» To be done: List every line in the records below that contains the word "salsa", copying each line in full.

**** Data shown ****

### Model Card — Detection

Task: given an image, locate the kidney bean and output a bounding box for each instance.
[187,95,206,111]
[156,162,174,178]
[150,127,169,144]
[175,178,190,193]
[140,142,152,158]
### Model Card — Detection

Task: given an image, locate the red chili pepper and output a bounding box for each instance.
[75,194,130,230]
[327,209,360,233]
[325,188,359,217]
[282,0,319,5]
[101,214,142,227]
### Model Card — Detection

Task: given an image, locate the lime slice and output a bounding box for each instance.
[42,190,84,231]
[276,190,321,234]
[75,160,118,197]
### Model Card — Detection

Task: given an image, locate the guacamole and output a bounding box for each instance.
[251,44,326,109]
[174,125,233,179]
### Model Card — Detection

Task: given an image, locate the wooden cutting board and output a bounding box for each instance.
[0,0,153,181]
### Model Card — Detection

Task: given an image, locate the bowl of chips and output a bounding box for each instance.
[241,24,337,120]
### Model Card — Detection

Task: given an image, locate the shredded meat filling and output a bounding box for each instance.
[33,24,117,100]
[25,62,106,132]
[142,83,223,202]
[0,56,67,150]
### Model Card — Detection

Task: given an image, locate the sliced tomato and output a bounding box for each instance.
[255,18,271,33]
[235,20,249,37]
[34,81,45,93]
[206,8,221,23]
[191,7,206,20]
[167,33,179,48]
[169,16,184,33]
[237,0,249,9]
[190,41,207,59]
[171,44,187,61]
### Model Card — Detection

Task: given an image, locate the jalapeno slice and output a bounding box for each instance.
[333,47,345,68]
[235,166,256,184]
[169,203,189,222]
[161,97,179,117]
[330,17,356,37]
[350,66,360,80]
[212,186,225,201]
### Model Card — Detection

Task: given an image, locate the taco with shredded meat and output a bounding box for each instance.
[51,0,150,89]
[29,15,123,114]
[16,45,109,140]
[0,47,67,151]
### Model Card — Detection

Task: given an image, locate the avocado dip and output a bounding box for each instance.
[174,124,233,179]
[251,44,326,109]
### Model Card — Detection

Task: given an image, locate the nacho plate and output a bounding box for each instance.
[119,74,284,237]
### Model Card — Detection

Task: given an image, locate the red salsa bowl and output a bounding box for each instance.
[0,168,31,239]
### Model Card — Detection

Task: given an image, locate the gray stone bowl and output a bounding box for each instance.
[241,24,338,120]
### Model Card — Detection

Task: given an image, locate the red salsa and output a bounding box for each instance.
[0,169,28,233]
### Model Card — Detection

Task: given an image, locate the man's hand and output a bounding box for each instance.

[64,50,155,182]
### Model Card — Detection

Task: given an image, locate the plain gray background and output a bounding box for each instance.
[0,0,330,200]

****

» Task result:
Task: given an image, locate the red salsa bowl and output a bounding box for each instance.
Task: given an image, locate the red salsa and output a bounding box for each instance.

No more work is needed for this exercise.